Dean is worried about Jack’s soul, but Sam thinks it’s worth trying. They discuss what they’d need to do: kidnap a reaper? Talk to Billie? Who exactly is it who decides who goes to heaven or hell? Castiel brings out an old tome that explains that the judge of souls is Anubis, son of Osiris. Anubis has been basically serving as heaven’s temp. All right, then. The Winchesters will summon Anubis. “You can summon a god?” wonders Lily. “We have before,” says Dean.

_WHAT YOU HAVE TO DO_.
Reproduce the entire recap about summoning Anubis word for word. The records after this recap are not needed.

Image point annotation entries:

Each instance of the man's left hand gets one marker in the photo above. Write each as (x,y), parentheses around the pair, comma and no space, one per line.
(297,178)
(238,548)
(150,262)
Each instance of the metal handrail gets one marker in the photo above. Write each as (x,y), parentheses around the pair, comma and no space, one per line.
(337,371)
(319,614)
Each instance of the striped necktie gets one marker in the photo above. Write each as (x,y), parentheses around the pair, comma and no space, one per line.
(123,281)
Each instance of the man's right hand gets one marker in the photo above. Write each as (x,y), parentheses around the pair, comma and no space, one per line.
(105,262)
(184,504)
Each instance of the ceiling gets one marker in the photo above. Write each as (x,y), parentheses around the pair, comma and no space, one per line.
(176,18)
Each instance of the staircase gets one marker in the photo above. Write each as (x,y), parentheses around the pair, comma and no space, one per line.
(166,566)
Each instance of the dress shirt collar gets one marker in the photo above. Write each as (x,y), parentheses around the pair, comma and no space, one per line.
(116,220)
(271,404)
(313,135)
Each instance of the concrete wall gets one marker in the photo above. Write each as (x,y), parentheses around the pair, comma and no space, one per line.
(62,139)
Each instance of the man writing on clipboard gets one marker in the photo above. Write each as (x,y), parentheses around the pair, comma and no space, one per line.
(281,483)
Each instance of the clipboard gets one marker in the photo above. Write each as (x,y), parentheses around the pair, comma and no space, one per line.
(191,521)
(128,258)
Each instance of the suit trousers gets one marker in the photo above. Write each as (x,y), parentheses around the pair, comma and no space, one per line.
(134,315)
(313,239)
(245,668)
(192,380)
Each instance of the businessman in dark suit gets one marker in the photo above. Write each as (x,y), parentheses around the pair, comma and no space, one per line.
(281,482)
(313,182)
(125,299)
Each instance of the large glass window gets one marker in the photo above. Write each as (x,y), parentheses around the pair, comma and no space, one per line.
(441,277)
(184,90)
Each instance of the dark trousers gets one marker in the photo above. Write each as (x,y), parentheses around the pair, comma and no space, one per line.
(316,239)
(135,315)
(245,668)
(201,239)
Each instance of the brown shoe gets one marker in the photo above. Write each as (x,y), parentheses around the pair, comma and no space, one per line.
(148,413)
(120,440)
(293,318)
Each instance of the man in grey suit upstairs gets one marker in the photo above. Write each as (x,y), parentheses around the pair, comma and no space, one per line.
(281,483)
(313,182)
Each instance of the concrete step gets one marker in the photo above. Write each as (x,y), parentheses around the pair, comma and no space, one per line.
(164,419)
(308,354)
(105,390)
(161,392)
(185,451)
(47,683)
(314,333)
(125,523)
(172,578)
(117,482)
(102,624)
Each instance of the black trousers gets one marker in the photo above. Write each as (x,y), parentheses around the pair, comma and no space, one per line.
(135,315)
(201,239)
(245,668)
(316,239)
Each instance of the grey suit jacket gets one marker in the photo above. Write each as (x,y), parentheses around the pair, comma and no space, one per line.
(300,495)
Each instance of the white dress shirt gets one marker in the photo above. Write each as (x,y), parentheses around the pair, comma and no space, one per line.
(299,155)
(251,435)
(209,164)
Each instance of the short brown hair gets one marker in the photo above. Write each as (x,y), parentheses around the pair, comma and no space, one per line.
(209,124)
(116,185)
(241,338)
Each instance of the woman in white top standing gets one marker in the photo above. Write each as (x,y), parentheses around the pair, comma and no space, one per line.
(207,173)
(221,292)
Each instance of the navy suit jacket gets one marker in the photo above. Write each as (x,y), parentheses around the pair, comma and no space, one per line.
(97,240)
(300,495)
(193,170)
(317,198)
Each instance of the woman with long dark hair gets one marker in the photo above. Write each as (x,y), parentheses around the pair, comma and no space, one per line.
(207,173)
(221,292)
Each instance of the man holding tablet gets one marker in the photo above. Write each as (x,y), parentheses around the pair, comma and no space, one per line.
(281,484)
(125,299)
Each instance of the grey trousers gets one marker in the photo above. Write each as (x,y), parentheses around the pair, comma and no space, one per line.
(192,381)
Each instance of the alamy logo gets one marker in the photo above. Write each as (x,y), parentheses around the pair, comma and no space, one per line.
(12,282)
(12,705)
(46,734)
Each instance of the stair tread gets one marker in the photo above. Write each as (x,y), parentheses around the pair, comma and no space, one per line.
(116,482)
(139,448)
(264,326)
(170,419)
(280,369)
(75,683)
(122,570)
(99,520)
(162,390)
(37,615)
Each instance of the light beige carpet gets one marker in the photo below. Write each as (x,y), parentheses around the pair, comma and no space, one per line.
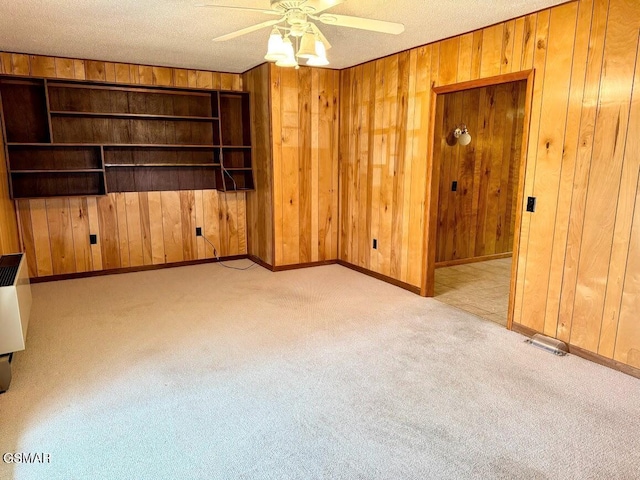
(204,372)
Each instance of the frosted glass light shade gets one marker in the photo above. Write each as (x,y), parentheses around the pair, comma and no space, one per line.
(320,60)
(464,139)
(307,46)
(289,60)
(275,50)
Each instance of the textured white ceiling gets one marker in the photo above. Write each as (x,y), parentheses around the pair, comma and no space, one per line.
(176,33)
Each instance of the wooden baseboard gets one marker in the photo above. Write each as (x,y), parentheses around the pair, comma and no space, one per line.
(282,268)
(587,355)
(141,268)
(260,262)
(295,266)
(379,276)
(462,261)
(526,331)
(607,362)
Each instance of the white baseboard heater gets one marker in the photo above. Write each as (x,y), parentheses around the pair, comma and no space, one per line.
(15,307)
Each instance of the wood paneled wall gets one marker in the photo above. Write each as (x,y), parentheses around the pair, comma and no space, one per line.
(577,269)
(260,202)
(9,235)
(384,118)
(133,229)
(304,122)
(478,219)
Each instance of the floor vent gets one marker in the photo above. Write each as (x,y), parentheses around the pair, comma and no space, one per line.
(549,344)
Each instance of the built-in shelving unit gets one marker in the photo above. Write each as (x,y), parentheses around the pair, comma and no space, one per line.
(66,138)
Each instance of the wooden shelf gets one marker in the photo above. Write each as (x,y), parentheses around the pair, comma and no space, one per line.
(154,145)
(79,138)
(134,116)
(143,165)
(85,170)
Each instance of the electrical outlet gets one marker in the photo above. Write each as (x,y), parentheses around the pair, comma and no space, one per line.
(531,204)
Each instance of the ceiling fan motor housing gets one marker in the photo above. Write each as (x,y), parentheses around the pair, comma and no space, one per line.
(285,5)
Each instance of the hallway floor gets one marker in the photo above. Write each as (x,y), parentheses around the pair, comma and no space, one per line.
(481,288)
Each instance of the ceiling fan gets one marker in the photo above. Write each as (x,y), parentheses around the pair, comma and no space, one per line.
(296,26)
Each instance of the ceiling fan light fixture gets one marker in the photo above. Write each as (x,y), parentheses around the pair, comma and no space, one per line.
(320,60)
(289,60)
(308,46)
(276,49)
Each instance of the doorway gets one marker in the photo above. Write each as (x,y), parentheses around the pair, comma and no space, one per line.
(478,157)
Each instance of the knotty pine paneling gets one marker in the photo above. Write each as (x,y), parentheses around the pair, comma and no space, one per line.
(133,229)
(478,219)
(260,202)
(9,236)
(577,267)
(304,130)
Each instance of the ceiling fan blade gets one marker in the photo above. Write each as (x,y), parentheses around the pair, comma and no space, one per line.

_OUTPUT FOR THIS EXERCISE_.
Dean is worried about Jack’s soul, but Sam thinks it’s worth trying. They discuss what they’d need to do: kidnap a reaper? Talk to Billie? Who exactly is it who decides who goes to heaven or hell? Castiel brings out an old tome that explains that the judge of souls is Anubis, son of Osiris. Anubis has been basically serving as heaven’s temp. All right, then. The Winchesters will summon Anubis. “You can summon a god?” wonders Lily. “We have before,” says Dean.